**What you have to do**
Return every one of the entries below unchanged, line for line.

**Stored data**
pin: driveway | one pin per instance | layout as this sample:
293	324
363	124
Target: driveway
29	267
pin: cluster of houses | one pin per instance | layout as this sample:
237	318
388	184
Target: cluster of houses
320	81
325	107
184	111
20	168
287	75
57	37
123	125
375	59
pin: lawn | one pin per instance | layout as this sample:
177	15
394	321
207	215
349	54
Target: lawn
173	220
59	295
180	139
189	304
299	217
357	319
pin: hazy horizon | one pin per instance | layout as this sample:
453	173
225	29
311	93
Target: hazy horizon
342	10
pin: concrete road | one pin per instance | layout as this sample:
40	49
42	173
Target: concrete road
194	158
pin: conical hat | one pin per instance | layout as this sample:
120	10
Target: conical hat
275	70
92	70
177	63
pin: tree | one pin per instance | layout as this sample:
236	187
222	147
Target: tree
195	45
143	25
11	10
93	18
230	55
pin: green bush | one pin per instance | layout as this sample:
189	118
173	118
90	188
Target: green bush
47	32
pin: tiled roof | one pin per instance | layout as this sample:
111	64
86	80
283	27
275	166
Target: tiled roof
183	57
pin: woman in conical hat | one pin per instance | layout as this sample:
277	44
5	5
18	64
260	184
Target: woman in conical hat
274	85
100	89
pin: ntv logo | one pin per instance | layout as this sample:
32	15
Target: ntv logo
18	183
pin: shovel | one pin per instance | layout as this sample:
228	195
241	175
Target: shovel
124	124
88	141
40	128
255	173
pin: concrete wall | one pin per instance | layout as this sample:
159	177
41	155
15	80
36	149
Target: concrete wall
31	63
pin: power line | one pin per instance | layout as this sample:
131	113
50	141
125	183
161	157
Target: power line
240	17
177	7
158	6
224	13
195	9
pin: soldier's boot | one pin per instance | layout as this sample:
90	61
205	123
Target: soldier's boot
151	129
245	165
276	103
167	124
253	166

**Result for this exercise**
pin: driveway | one pin per instance | layout as this sample:
293	324
363	124
Target: driveway
29	267
pin: cluster of houses | one pin per instance | layout as this sample:
237	318
388	184
Target: cluster of houses
320	81
325	107
184	111
20	168
287	75
57	37
123	125
375	59
pin: lawn | one pin per instance | layout as this sample:
177	15
394	321
207	215
349	54
Target: lawn
173	220
59	295
180	139
189	304
299	217
357	319
pin: hazy horizon | one pin per instance | layout as this sample:
453	173
225	29
311	93
Target: hazy horizon
342	10
pin: concrete road | one pin per instance | layout as this sample:
40	49
42	173
Target: concrete road
194	158
pin: conical hat | one pin per instance | layout as this sample:
120	10
Target: conical hat
275	70
92	70
177	63
pin: tree | one pin per instance | layout as this sample:
236	187
222	147
Target: tree
195	45
143	25
11	10
93	18
230	55
pin: green bush | one pin per instance | layout as this sample:
189	118
173	118
90	188
Target: green bush
47	32
pin: tiled roof | one pin per instance | layout as this sample:
111	64
86	80
283	27
275	166
Target: tiled roof
183	57
pin: woman in conical hat | one pin per instance | layout as this sample:
277	44
5	5
18	64
260	184
Target: woman in conical hat
274	85
100	89
pin: ntv logo | one pin per instance | layout as this sample:
32	15
Target: ntv logo
18	183
pin: shovel | one pin per instance | layout as this sample:
228	195
241	175
Target: shovel
124	124
88	141
40	128
255	173
pin: concrete wall | one pin per instance | layout as this sample:
159	177
41	155
15	80
36	149
Target: concrete wall
31	63
pin: power line | one pin per instance | layout as this sample:
131	113
50	141
125	183
161	157
Target: power line
240	17
177	7
158	6
224	13
195	9
pin: soldier's boot | one pin per instance | layout as this sample:
90	61
205	123
Target: soldier's boot
151	129
245	165
276	103
167	124
253	166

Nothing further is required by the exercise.